▶ **PROBLEM REQUIREMENTS**
Output each of the entries below verbatim, keeping every line unchanged and in its original order.

┌─ MATERIAL FOR THE TASK

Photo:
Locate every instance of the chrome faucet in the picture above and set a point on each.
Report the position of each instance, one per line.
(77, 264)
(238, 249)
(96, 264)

└─

▶ **WRITTEN RESPONSE**
Photo:
Locate every instance of the chrome faucet in the picture above and set a point on each.
Report the position of each instance, one per line.
(77, 264)
(238, 249)
(96, 264)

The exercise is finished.